= Beginning of Section =

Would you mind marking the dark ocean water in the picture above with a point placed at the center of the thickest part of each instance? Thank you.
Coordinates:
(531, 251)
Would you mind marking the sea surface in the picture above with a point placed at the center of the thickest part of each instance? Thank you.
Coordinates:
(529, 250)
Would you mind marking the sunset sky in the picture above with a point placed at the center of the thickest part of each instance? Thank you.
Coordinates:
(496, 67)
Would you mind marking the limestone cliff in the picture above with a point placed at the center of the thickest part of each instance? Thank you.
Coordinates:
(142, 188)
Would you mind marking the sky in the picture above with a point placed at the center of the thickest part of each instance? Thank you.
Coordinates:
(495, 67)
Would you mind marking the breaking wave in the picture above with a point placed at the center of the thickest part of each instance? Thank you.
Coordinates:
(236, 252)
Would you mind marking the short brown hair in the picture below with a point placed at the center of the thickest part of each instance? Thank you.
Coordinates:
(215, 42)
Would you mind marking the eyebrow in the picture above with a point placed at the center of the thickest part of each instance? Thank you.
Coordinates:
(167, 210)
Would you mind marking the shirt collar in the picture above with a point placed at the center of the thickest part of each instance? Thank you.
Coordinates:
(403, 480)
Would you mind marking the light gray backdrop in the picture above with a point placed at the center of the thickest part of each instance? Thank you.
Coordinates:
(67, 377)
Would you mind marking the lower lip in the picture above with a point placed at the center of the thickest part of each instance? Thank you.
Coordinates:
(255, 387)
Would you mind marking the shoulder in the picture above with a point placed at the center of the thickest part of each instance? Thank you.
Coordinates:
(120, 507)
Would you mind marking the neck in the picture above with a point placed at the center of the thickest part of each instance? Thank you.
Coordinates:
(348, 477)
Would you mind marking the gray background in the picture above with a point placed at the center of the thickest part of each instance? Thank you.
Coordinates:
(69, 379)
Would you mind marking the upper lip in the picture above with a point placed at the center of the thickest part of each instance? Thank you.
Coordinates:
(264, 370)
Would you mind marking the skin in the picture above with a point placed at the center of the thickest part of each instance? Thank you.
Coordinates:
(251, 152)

= End of Section =

Task to carry out: Return what is listed above, exactly and completely.

Task answer:
Would you mind marking the dark ocean water in the picture above with a point placed at the center of the thickest part of each instance? Thank you.
Coordinates:
(531, 251)
Would you mind marking the sea surface in the picture above with a point placed at the center of the thickest part of each instance? Thank you.
Coordinates:
(529, 250)
Would you mind marking the sunset sky in the picture above with a point placed at the center of the thickest part of each instance? Thank you.
Coordinates:
(496, 67)
Would you mind marking the limestone cliff in the picture above with a point placed at the center of the thickest part of each instance? Thank you.
Coordinates:
(142, 188)
Would you mind marking the sky in the picture above with a point placed at the center of the thickest part of each instance? Thank you.
Coordinates:
(495, 67)
Would you mind marking the breaking wave in the picture above with a point placed at the center of the thickest part of each instance? Thank you.
Coordinates:
(236, 252)
Would you mind marking the short brown hair in the picture below with a point placed at the center of the thickest part of each instance? Thank you.
Coordinates:
(215, 42)
Would you mind marking the eyebrow in the picture above with a point placed at the center of the thickest part of each instance? Thank you.
Coordinates:
(167, 210)
Would you mind marking the shirt collar in the picture above with a point placed at the center of the thickest part of each instance? Thank you.
Coordinates:
(403, 480)
Would you mind marking the light gray backdrop in the picture above with a point placed at the center of the thickest part of each instance? Thank you.
Coordinates:
(67, 377)
Would you mind marking the lower lip in the picture above with a point placed at the center of the thickest part of each instance? Thank you.
Coordinates:
(255, 387)
Would you mind marking the shoulder in the picture above with a point placed at the center of the thickest part of each instance? Thank you.
Coordinates:
(120, 507)
Would you mind marking the neck in the picture above with a point placed at the center of the thickest part of each instance? Thank you.
Coordinates:
(348, 477)
Would you mind marking the gray background in the picture above with a point placed at the center of the thickest part of each instance? Thank you.
Coordinates:
(69, 379)
Would you mind marking the upper lip in the picture above with a point placed at the center of the thickest part of each instance? Thank you.
Coordinates:
(264, 370)
Would you mind marking the skin in the picture above with a point placed at the center of the thickest part of each instance? Thank you.
Coordinates:
(251, 152)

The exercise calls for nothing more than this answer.